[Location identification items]
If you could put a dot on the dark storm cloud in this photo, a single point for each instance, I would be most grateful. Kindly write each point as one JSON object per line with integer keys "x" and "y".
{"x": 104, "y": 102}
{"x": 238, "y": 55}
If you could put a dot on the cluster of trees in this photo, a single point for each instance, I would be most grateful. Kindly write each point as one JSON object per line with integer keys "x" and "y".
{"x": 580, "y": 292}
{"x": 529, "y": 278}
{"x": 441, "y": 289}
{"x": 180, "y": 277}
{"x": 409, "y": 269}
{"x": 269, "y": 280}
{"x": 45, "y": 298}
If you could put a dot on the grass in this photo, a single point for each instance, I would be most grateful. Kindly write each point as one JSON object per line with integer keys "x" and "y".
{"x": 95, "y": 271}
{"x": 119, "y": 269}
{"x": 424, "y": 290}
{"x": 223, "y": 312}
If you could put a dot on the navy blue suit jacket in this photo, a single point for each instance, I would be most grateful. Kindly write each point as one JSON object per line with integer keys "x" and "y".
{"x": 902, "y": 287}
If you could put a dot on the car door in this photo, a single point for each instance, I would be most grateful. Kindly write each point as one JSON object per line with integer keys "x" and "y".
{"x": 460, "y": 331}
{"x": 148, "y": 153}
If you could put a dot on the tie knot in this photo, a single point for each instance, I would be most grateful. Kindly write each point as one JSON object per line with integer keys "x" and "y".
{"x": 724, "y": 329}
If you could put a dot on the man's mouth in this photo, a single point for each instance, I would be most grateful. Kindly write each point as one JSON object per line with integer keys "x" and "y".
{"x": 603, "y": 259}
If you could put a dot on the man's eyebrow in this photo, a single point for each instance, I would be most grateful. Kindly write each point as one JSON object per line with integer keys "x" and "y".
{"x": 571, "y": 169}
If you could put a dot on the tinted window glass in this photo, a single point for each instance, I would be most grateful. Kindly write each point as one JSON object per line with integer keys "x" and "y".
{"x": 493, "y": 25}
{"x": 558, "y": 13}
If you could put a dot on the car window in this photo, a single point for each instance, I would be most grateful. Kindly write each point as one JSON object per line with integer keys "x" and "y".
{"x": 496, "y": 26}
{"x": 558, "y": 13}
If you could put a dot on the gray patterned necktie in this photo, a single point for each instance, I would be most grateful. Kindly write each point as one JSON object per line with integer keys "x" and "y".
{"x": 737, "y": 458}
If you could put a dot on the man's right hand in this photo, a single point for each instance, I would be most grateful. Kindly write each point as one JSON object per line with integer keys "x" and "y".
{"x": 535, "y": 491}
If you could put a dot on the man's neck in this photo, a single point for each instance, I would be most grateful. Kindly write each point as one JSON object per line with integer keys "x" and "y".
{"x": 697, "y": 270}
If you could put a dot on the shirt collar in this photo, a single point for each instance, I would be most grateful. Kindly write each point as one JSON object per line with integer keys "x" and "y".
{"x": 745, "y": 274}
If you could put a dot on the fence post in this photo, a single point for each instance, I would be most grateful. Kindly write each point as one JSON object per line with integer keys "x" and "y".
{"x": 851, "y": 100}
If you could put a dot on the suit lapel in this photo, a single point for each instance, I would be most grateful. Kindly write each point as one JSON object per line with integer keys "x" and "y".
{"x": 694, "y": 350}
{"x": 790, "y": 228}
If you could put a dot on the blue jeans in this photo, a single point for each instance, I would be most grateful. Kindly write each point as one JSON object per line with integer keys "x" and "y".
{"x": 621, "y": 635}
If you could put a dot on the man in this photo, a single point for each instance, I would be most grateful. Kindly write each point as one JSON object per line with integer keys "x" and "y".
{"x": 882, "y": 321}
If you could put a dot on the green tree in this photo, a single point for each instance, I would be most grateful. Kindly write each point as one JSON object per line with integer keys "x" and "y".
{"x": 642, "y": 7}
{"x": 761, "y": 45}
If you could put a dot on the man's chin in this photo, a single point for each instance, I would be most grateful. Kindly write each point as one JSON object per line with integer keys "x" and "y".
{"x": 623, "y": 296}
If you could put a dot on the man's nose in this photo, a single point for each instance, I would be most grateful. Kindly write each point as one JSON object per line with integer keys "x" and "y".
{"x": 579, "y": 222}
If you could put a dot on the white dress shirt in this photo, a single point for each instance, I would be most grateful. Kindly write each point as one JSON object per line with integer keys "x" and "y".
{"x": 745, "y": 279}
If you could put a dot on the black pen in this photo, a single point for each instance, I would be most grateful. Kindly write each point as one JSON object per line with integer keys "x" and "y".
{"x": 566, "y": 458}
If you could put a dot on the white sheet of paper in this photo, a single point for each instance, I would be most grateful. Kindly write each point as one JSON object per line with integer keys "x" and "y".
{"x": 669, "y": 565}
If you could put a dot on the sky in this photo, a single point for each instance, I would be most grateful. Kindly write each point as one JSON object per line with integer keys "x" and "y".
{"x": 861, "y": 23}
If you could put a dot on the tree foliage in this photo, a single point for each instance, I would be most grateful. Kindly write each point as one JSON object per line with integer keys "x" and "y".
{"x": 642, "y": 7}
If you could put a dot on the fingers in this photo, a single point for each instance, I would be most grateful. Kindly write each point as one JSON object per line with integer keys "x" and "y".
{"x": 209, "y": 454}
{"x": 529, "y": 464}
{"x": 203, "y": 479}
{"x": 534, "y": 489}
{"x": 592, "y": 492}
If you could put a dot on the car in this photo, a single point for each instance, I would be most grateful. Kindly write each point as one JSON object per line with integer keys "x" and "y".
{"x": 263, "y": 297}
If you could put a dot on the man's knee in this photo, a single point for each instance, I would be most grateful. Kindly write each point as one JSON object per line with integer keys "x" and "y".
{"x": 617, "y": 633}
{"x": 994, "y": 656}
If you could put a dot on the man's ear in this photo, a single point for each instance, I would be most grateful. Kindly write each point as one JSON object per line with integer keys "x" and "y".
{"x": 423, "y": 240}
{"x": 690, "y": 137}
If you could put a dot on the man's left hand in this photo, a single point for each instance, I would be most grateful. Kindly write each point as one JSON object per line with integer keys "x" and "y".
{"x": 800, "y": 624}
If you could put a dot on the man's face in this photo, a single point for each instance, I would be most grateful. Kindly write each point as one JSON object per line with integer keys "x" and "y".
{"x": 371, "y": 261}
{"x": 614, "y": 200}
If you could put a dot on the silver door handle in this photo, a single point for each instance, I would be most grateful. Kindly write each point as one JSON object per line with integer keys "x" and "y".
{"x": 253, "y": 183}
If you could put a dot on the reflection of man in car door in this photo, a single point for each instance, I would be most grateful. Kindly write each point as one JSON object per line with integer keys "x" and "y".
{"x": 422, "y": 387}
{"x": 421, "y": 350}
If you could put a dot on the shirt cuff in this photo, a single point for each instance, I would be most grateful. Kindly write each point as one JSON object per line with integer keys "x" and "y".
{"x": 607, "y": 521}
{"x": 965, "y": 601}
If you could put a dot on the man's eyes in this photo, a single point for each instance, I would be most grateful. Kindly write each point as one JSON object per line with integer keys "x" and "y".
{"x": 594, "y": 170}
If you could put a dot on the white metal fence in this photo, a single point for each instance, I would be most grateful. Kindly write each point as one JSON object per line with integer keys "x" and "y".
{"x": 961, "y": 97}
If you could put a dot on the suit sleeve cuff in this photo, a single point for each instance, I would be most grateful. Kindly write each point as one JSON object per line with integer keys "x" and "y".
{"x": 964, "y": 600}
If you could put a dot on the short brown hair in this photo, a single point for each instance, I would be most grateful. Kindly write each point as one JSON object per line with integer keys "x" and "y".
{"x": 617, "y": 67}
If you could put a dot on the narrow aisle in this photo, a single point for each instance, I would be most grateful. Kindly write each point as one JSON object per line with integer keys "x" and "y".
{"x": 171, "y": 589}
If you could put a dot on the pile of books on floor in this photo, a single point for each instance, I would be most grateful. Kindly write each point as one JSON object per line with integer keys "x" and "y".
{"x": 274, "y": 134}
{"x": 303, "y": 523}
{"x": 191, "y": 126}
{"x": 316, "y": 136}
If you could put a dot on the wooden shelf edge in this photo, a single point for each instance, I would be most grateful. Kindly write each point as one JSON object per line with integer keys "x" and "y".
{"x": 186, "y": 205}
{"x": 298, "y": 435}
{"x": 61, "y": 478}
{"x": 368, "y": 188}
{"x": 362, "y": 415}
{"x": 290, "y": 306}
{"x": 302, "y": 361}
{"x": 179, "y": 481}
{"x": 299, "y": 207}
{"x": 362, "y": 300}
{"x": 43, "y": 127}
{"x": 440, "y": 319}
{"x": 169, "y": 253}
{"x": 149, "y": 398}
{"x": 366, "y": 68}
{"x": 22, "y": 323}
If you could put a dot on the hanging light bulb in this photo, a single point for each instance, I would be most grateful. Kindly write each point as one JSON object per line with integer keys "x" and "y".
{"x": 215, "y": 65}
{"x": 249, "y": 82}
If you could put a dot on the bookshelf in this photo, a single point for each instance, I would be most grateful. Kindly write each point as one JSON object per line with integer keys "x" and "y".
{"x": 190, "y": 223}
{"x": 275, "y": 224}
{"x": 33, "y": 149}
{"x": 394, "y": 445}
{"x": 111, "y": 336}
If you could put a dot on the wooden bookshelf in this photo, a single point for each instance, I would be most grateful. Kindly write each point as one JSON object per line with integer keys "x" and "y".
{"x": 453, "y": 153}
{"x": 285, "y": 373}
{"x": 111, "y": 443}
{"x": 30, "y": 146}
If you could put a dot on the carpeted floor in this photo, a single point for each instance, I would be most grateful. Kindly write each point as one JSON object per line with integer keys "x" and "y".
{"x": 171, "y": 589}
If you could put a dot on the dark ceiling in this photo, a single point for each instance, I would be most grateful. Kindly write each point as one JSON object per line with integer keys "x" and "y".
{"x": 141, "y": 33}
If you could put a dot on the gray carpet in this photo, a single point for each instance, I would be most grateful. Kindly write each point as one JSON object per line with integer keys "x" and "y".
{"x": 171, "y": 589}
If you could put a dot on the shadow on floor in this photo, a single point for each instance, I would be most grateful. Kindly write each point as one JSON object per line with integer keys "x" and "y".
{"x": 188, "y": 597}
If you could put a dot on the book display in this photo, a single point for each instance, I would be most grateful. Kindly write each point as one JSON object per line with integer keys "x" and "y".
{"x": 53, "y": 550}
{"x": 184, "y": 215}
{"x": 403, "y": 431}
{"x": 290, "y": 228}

What to produce: Your task is to write out the lines from the one with "If you could put a dot on the shadow" through the end of the records, exactly and with nothing added.

Response to the task:
If you could put a dot on the shadow on floor in this photo, a single point for each instance, I would be most grateful. Kindly write each point as one JSON object per line with integer keys "x" and "y".
{"x": 188, "y": 597}
If you could put a dot on the book display in this photo, a single point for each instance, I would be most grateful. Kindly write each point as one JSON object per line with integer keys "x" and "y".
{"x": 53, "y": 550}
{"x": 184, "y": 215}
{"x": 403, "y": 431}
{"x": 290, "y": 228}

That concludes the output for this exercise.